[Extracted records]

──────

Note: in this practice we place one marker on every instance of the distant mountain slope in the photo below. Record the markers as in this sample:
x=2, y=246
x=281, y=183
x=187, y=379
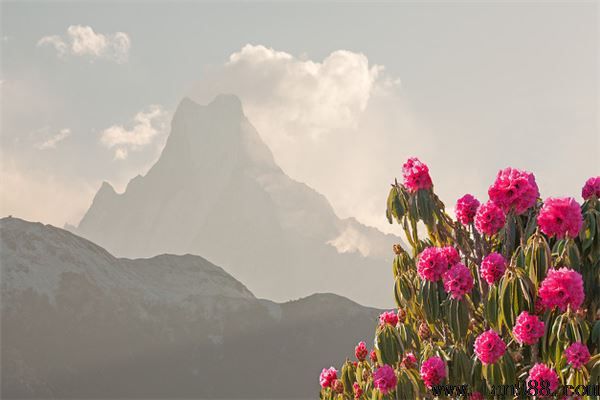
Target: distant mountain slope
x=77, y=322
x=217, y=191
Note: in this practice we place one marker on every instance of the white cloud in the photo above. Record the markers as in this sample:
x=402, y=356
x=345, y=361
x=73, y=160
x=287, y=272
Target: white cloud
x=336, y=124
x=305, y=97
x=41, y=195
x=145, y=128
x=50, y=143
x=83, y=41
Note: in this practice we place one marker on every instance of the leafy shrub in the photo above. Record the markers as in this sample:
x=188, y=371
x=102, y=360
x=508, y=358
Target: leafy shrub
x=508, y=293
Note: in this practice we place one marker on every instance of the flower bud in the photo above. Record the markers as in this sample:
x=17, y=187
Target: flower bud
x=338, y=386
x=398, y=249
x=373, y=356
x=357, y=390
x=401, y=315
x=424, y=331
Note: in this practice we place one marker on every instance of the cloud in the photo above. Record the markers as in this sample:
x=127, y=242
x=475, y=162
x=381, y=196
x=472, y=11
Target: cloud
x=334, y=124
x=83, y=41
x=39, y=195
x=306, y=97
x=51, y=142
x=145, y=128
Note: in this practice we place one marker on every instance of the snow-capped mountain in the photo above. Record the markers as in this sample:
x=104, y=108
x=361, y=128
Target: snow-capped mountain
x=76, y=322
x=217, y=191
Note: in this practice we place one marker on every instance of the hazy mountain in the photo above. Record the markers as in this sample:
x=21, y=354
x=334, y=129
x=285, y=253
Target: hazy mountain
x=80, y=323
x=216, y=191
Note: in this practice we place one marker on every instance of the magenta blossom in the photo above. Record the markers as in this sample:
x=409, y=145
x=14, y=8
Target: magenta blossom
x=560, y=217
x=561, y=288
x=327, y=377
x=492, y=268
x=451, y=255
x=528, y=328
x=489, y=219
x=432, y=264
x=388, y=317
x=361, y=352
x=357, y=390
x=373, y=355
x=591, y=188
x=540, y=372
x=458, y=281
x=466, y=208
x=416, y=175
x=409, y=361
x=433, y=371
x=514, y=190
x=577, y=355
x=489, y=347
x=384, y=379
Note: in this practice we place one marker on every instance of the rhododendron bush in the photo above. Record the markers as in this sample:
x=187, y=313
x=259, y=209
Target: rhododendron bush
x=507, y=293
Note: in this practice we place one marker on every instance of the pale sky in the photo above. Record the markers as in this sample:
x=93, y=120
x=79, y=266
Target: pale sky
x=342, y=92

──────

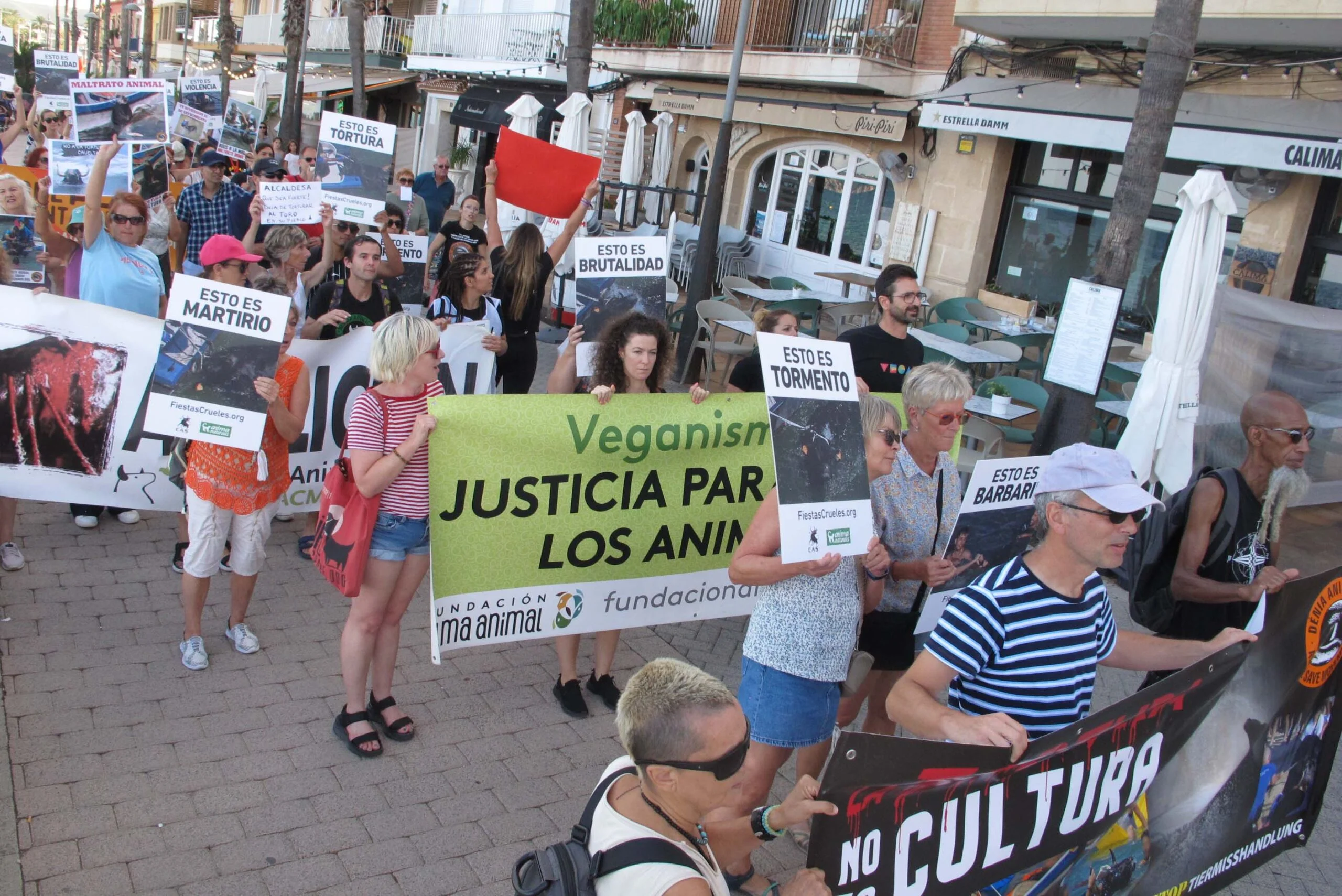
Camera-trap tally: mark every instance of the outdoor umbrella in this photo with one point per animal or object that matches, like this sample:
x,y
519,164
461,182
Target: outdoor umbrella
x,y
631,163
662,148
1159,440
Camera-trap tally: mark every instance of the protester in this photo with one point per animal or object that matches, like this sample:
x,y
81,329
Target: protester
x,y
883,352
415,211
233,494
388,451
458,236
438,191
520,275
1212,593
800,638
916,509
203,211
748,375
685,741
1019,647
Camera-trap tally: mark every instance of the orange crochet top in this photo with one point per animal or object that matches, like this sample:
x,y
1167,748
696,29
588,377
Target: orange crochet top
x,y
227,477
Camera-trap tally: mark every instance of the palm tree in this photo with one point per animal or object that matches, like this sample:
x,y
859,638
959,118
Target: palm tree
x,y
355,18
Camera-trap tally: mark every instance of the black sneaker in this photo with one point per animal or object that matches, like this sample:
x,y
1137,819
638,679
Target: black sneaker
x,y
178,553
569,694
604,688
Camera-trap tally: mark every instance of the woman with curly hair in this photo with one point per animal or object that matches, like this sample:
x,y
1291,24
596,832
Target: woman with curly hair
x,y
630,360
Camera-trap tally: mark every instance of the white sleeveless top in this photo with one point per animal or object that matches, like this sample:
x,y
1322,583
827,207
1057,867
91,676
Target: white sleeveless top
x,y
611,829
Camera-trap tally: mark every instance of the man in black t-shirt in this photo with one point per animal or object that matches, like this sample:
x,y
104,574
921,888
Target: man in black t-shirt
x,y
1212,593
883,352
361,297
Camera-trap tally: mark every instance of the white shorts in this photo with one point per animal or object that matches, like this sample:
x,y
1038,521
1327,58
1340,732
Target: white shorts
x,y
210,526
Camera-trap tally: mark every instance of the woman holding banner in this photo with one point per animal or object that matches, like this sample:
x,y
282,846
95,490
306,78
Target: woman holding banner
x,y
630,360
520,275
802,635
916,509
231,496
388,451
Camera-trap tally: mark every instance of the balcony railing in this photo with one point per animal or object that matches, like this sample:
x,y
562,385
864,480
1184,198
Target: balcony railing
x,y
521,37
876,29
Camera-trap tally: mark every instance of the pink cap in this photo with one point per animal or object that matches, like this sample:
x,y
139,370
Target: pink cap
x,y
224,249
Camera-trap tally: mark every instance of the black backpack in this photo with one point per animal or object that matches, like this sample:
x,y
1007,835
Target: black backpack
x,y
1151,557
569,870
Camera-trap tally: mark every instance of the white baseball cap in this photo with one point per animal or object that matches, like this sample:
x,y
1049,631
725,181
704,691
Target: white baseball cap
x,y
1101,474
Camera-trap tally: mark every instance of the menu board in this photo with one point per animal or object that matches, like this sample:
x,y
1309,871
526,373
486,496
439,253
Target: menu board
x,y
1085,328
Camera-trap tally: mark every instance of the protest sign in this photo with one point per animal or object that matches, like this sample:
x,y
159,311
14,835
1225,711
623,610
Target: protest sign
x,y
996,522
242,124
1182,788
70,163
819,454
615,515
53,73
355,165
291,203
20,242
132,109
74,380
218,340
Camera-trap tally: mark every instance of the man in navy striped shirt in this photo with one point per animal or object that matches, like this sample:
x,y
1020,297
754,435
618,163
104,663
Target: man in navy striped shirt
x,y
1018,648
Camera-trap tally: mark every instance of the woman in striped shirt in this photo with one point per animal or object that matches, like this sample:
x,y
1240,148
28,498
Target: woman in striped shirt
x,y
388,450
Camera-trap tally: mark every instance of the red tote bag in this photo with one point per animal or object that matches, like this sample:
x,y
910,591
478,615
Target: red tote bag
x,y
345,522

──────

» **WHAT IS EXPECTED**
Of the entries listed above, reproduce only the lines starting at the line containing "x=287, y=272" and ending at the line containing "x=104, y=108". Include both, exactly as they stand.

» **RESPONSE AREA**
x=287, y=272
Target: white cloud
x=336, y=124
x=305, y=97
x=41, y=195
x=145, y=128
x=50, y=143
x=83, y=41
Note: in this practice we place one marker on every instance of the leafy shrub in the photo above. Record the markers as in this sample:
x=188, y=371
x=102, y=360
x=508, y=358
Target: leafy shrub
x=508, y=293
Note: in this practice we place one marker on every instance of the flower bud in the photo above. Record the markers as in this sample:
x=17, y=187
Target: flower bud
x=338, y=386
x=398, y=249
x=373, y=356
x=357, y=390
x=401, y=315
x=424, y=331
Note: in this practice we place one marker on every instance of the cloud in the photo above. Record the markers as in this sample:
x=127, y=242
x=475, y=162
x=381, y=196
x=472, y=11
Target: cloud
x=334, y=124
x=83, y=41
x=39, y=195
x=306, y=97
x=51, y=142
x=145, y=128
Note: in this practice we place one marker on every instance of the snow-capped mountain in the photo above. Record the markers as in this sample:
x=104, y=108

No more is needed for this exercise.